Provided data
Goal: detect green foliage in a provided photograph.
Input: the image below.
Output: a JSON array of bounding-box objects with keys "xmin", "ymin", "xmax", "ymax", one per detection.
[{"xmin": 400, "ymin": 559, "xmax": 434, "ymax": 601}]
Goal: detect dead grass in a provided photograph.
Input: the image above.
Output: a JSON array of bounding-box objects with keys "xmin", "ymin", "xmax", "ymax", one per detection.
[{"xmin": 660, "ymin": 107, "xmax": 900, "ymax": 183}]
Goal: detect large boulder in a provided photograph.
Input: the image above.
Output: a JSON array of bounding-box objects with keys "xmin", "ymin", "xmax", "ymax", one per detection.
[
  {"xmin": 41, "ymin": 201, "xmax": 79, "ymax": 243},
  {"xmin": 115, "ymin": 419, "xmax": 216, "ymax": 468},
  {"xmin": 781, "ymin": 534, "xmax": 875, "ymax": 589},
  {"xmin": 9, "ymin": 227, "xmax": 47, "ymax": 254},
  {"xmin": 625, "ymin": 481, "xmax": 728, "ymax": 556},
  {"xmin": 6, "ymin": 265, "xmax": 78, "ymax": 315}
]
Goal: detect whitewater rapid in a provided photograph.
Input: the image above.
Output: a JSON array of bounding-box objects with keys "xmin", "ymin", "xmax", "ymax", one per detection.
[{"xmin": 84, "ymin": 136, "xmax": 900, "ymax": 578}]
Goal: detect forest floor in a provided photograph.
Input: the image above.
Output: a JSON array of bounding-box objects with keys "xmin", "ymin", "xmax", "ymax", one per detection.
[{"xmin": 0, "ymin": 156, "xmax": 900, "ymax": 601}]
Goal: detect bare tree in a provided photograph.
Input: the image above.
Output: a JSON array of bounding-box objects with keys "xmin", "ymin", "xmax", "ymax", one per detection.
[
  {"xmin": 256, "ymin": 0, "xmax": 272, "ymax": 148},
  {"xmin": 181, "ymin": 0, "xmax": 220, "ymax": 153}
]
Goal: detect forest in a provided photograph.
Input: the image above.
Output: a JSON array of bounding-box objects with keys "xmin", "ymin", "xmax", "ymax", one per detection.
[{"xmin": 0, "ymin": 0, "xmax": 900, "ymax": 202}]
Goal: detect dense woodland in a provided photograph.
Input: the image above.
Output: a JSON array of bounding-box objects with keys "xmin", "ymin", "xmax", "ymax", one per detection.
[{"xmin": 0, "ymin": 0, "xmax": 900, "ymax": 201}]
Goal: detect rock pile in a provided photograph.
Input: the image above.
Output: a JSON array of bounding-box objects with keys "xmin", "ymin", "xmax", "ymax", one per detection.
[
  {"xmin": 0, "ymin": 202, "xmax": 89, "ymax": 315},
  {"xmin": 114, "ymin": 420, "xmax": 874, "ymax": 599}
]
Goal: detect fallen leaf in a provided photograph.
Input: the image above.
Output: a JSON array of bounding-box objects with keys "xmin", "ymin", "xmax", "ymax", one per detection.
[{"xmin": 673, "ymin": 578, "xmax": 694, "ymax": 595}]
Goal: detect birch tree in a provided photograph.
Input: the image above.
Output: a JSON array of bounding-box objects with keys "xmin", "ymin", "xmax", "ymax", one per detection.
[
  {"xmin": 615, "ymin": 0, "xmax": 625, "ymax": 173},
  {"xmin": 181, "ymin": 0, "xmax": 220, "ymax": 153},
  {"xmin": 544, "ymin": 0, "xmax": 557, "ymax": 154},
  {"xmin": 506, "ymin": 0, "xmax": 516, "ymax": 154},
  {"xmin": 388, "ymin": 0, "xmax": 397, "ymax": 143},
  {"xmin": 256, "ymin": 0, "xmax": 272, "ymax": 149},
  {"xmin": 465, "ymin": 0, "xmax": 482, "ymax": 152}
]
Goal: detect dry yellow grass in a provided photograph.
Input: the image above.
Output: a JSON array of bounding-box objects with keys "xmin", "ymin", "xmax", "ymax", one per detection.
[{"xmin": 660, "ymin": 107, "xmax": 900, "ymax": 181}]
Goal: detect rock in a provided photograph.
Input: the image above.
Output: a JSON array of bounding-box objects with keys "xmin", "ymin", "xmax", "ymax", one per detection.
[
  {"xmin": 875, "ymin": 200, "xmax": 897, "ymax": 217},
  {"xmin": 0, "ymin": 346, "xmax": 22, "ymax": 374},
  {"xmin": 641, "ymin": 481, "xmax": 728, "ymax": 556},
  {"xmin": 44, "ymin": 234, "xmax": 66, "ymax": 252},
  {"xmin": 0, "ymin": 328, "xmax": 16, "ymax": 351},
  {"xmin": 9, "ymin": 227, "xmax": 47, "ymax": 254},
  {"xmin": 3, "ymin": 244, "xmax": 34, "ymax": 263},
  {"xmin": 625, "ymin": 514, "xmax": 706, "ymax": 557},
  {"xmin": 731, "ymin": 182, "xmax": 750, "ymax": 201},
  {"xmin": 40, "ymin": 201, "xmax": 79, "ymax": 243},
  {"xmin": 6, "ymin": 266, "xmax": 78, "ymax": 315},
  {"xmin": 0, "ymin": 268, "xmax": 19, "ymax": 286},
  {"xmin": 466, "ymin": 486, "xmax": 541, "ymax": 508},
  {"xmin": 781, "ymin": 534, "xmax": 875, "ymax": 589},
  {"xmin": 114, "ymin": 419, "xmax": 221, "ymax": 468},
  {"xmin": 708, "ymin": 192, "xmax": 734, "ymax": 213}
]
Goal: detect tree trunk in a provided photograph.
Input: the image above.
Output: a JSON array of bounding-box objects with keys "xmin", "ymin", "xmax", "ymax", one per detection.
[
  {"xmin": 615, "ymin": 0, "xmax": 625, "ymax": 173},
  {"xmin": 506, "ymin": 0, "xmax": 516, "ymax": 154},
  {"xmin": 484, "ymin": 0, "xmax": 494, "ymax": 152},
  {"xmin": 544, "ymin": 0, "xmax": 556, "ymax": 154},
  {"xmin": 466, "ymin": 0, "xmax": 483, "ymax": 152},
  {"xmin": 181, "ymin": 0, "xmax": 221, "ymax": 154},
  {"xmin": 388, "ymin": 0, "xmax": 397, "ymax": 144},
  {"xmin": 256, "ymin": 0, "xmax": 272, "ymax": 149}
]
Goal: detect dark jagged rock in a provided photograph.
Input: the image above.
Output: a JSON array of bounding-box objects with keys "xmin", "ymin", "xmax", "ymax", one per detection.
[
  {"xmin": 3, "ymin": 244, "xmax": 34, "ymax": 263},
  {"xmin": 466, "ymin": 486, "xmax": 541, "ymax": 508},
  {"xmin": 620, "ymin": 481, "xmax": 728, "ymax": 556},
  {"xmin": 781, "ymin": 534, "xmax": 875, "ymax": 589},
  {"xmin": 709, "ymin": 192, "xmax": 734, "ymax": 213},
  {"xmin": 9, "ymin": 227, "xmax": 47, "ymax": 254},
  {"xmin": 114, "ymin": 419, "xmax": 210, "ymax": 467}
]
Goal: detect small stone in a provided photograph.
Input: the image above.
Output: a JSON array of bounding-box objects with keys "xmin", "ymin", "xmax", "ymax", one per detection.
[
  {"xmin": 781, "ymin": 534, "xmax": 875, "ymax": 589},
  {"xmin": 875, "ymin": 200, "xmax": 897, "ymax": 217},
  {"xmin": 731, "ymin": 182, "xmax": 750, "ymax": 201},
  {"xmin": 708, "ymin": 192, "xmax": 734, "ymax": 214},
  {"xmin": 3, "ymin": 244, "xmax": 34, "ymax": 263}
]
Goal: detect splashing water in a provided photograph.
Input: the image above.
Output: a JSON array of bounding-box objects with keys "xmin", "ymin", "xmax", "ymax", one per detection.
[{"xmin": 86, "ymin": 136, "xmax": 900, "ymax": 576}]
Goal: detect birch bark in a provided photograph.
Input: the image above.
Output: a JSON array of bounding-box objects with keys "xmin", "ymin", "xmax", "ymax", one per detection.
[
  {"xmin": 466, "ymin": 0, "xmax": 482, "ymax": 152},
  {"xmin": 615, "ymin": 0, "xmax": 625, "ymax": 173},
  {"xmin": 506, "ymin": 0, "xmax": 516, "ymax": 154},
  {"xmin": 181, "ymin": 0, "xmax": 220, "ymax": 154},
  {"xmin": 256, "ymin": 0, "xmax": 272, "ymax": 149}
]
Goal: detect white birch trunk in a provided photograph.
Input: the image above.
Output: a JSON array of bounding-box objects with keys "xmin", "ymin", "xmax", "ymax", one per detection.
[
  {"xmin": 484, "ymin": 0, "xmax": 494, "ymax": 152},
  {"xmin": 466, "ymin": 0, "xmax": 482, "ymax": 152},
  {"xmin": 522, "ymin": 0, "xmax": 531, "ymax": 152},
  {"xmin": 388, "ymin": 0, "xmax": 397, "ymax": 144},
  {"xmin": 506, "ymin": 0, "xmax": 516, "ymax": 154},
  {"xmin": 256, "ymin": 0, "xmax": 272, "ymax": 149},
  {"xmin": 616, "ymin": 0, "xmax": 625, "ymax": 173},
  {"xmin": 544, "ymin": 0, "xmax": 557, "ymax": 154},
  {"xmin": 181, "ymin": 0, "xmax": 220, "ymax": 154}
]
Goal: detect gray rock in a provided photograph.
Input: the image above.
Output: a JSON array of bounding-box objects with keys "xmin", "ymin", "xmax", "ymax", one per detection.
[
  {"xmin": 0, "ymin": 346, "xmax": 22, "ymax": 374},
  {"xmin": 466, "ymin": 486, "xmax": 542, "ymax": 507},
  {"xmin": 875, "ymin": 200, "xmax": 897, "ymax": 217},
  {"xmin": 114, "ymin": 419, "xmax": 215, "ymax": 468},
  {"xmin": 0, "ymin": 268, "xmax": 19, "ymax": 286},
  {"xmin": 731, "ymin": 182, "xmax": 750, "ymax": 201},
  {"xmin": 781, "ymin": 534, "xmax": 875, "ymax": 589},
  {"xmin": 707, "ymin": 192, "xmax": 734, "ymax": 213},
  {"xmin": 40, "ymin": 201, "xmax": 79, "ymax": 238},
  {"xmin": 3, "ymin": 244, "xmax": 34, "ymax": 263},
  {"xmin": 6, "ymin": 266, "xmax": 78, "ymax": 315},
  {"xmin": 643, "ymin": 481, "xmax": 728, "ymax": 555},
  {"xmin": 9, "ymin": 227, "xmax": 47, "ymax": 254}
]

What is required
From the records above, please keep only the lines that contain the string "trunk" and drop all the others.

Finished task
Goal: detect tree trunk in a provided photograph.
Goal: detect white birch trunk in a provided photograph.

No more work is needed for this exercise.